[What is needed] Rewrite the stretch of lines from the one containing "wooden post in the photo above." through the one containing "(1044, 270)" as a numbered list, omitting any blank lines.

--- start Rows ---

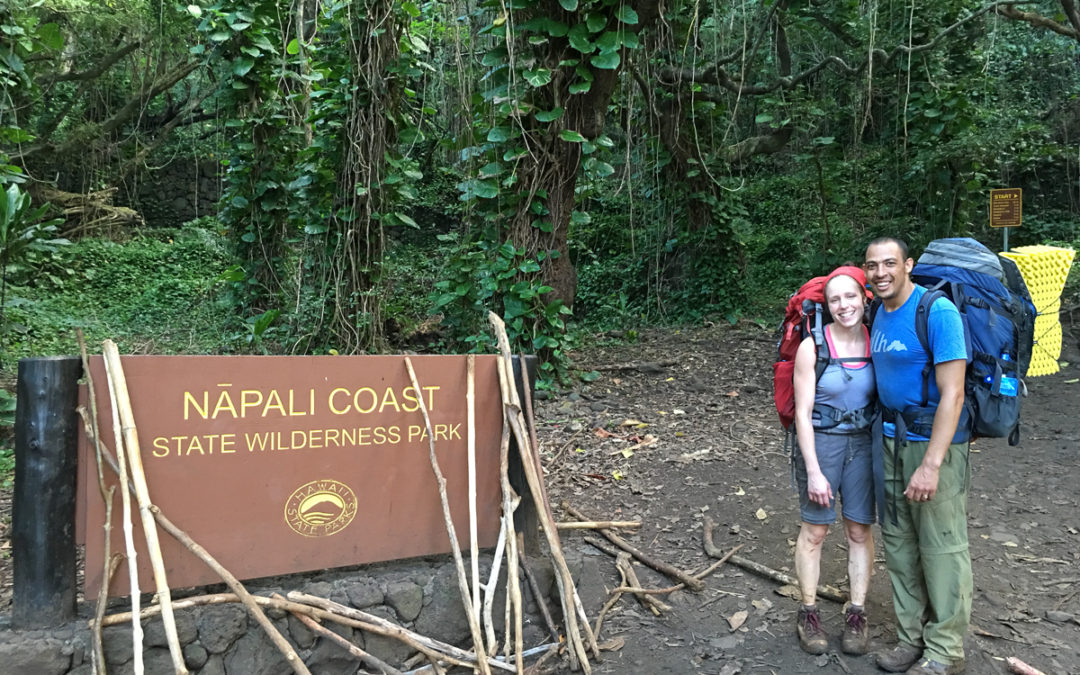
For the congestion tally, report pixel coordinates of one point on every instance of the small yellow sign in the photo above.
(1007, 207)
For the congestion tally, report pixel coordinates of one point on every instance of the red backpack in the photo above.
(806, 315)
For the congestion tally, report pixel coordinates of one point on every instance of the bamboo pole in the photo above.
(529, 461)
(119, 383)
(510, 501)
(244, 597)
(455, 547)
(471, 431)
(129, 531)
(382, 626)
(364, 657)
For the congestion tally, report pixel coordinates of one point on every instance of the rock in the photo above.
(328, 657)
(304, 636)
(364, 594)
(393, 651)
(221, 625)
(444, 617)
(39, 657)
(153, 631)
(255, 655)
(194, 656)
(117, 644)
(215, 665)
(406, 598)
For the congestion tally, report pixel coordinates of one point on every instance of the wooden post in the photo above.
(526, 520)
(46, 432)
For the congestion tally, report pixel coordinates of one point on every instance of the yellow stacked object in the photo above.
(1044, 270)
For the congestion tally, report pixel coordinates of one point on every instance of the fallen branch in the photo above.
(831, 593)
(118, 385)
(1017, 666)
(382, 626)
(455, 548)
(597, 524)
(243, 596)
(664, 568)
(365, 658)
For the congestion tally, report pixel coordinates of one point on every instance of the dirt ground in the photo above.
(705, 397)
(680, 426)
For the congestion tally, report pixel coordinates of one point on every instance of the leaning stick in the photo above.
(597, 524)
(471, 431)
(829, 593)
(364, 657)
(455, 548)
(109, 562)
(118, 383)
(246, 598)
(541, 603)
(660, 566)
(129, 531)
(510, 501)
(567, 592)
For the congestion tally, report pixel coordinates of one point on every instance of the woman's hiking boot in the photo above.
(854, 631)
(812, 637)
(899, 659)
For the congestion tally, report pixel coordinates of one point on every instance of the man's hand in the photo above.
(923, 484)
(819, 489)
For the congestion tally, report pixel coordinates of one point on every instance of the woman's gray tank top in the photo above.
(847, 387)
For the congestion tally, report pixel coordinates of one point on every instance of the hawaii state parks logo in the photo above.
(321, 508)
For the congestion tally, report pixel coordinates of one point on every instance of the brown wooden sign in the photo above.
(1007, 207)
(279, 464)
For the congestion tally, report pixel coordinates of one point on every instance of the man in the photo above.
(923, 527)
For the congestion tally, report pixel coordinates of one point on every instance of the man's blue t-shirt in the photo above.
(899, 358)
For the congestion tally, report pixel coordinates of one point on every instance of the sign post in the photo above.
(1007, 211)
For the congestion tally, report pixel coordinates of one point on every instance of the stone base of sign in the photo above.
(221, 639)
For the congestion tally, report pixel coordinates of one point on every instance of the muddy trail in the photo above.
(679, 428)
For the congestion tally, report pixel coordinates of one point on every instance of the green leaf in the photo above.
(606, 61)
(538, 77)
(595, 22)
(407, 220)
(498, 134)
(626, 14)
(486, 189)
(550, 116)
(579, 39)
(50, 36)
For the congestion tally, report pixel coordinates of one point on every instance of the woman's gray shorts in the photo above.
(847, 461)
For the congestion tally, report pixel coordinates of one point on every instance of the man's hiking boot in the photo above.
(929, 666)
(854, 631)
(812, 637)
(899, 659)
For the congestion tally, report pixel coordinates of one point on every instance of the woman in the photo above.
(833, 428)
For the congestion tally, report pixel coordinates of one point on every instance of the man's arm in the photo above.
(949, 375)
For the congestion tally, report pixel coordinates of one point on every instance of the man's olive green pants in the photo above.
(927, 552)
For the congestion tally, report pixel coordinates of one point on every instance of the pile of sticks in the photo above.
(126, 464)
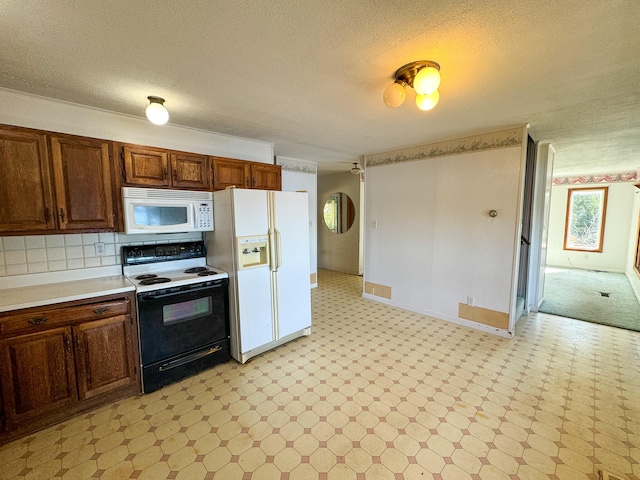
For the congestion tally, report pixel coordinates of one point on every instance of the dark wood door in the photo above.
(26, 193)
(38, 376)
(105, 355)
(82, 175)
(146, 166)
(228, 172)
(266, 177)
(190, 171)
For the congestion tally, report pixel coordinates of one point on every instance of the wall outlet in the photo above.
(99, 247)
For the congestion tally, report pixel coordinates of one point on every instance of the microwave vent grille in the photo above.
(158, 194)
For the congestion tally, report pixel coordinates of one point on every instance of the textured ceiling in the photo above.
(308, 75)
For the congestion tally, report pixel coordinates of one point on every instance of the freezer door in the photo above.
(290, 217)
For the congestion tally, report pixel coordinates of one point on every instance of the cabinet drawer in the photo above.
(40, 320)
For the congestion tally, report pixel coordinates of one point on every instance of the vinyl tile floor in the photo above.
(375, 392)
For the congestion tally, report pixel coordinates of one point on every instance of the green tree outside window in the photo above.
(586, 209)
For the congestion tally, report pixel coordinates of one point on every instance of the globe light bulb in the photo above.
(426, 81)
(427, 102)
(156, 112)
(394, 95)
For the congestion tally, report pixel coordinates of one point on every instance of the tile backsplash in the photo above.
(30, 254)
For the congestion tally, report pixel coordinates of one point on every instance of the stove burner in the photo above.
(146, 276)
(196, 270)
(153, 281)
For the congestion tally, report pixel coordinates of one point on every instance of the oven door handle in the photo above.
(188, 358)
(152, 296)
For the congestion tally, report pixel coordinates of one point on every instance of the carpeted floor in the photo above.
(599, 297)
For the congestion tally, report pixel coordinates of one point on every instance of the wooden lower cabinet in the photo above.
(38, 375)
(58, 362)
(104, 355)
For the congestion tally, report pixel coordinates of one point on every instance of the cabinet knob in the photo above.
(37, 320)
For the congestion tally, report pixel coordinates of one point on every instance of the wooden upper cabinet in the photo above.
(243, 174)
(38, 376)
(146, 166)
(228, 172)
(189, 171)
(83, 183)
(266, 177)
(26, 193)
(155, 167)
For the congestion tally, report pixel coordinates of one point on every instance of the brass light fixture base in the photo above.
(406, 73)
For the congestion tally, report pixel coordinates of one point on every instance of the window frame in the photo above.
(602, 212)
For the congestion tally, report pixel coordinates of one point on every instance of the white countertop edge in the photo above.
(69, 298)
(30, 279)
(19, 298)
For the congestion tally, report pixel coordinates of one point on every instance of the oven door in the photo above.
(178, 320)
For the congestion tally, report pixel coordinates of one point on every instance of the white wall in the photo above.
(435, 244)
(618, 222)
(632, 275)
(339, 252)
(302, 175)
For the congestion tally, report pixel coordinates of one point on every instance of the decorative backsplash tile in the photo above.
(22, 255)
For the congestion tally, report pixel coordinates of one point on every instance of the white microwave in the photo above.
(152, 210)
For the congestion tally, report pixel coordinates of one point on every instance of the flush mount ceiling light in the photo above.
(423, 76)
(156, 111)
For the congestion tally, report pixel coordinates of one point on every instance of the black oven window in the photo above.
(185, 311)
(159, 216)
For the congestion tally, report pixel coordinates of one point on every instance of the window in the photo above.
(584, 228)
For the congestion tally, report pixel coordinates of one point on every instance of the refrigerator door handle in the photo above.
(278, 249)
(272, 251)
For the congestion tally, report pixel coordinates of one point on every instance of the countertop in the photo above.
(59, 292)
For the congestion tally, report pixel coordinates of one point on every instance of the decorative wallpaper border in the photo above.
(487, 141)
(299, 166)
(601, 178)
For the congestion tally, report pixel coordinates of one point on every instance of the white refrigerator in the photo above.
(261, 239)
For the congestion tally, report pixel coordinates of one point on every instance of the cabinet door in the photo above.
(146, 166)
(190, 171)
(38, 375)
(228, 172)
(266, 177)
(82, 175)
(26, 193)
(105, 356)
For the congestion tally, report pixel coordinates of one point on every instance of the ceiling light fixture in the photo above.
(423, 76)
(156, 111)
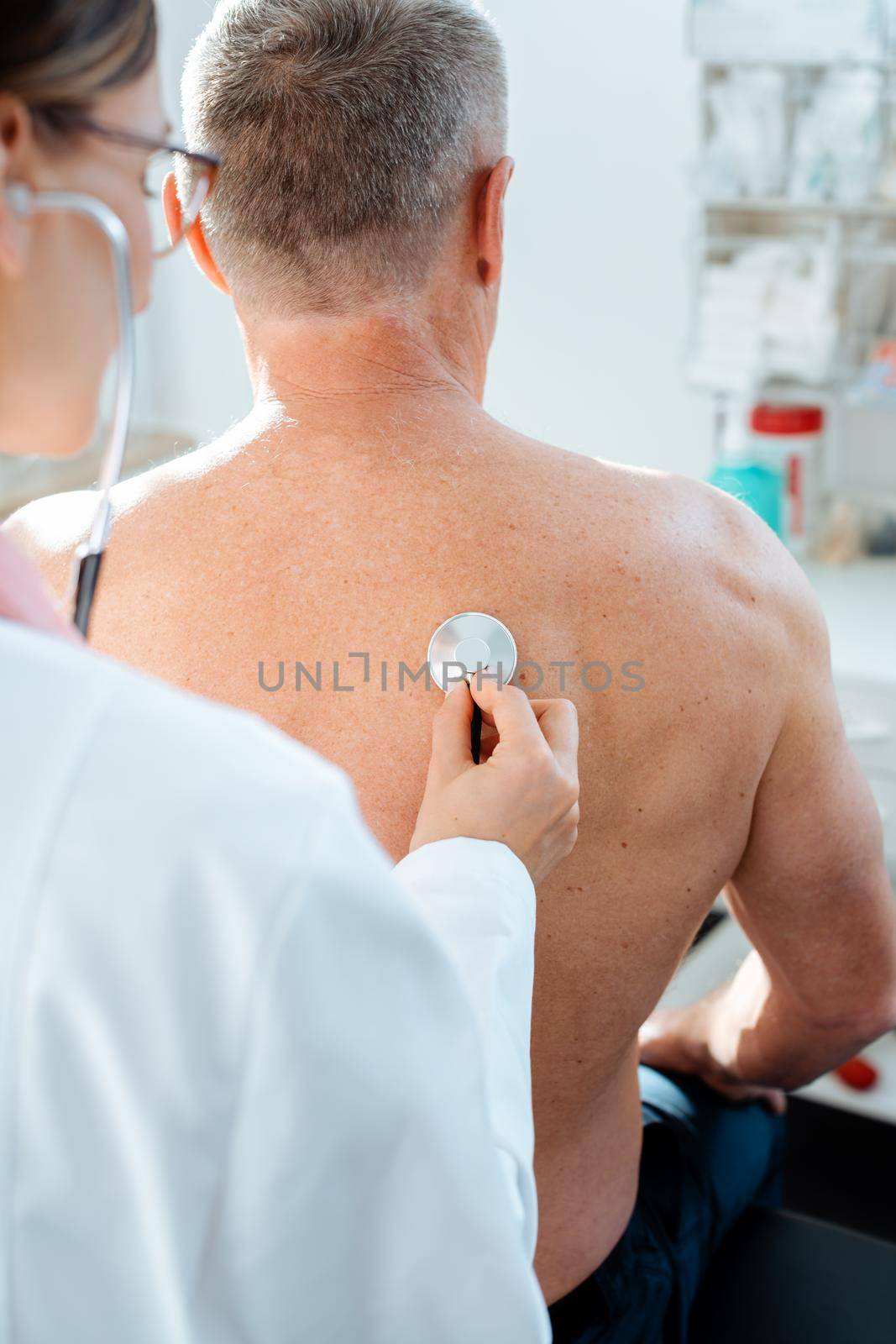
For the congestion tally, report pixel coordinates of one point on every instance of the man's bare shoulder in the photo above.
(694, 549)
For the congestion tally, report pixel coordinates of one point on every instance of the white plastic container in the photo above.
(790, 440)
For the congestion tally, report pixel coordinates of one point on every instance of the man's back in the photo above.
(663, 600)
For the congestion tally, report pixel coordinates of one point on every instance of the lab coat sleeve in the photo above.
(364, 1196)
(479, 900)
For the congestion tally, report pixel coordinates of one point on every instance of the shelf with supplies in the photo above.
(793, 239)
(799, 33)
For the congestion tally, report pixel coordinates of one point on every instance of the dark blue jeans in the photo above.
(705, 1162)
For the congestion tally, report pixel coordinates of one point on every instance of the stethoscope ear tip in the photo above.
(19, 199)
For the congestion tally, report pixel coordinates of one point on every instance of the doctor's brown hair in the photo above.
(60, 55)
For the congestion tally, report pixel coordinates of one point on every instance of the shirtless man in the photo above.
(359, 225)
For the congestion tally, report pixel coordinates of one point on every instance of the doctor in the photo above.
(250, 1088)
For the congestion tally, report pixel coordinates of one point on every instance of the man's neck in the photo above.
(352, 373)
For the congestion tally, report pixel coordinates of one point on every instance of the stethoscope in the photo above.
(464, 647)
(469, 645)
(89, 554)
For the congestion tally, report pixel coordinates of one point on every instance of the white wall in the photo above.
(590, 347)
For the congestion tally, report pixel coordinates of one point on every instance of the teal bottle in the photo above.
(757, 484)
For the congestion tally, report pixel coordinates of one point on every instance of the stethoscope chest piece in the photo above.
(468, 643)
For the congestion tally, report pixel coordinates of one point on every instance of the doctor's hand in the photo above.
(526, 795)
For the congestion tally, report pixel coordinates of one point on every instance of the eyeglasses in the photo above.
(196, 175)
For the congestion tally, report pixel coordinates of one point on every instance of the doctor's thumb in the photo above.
(452, 737)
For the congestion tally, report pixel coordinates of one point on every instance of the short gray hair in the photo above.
(349, 132)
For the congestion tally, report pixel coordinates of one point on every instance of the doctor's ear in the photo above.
(196, 239)
(16, 138)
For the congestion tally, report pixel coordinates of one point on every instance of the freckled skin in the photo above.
(297, 548)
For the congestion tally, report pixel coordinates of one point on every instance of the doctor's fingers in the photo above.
(559, 723)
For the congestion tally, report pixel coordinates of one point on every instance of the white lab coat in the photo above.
(248, 1095)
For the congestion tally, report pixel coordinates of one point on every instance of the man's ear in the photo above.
(15, 139)
(196, 239)
(490, 222)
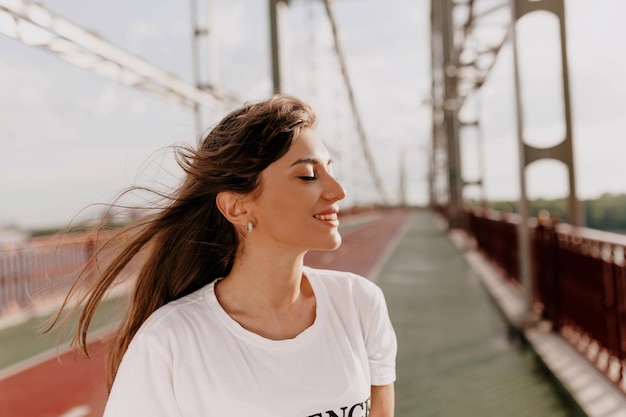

--- end Rows ---

[Task result]
1. For the congestion tally, report pixel coordinates of one point on every instance of the wooden post in the photo above.
2. (526, 520)
3. (46, 432)
4. For the congestion tally, report pixel coordinates of one point on every instance of the yellow stacked object in the photo above.
5. (1044, 270)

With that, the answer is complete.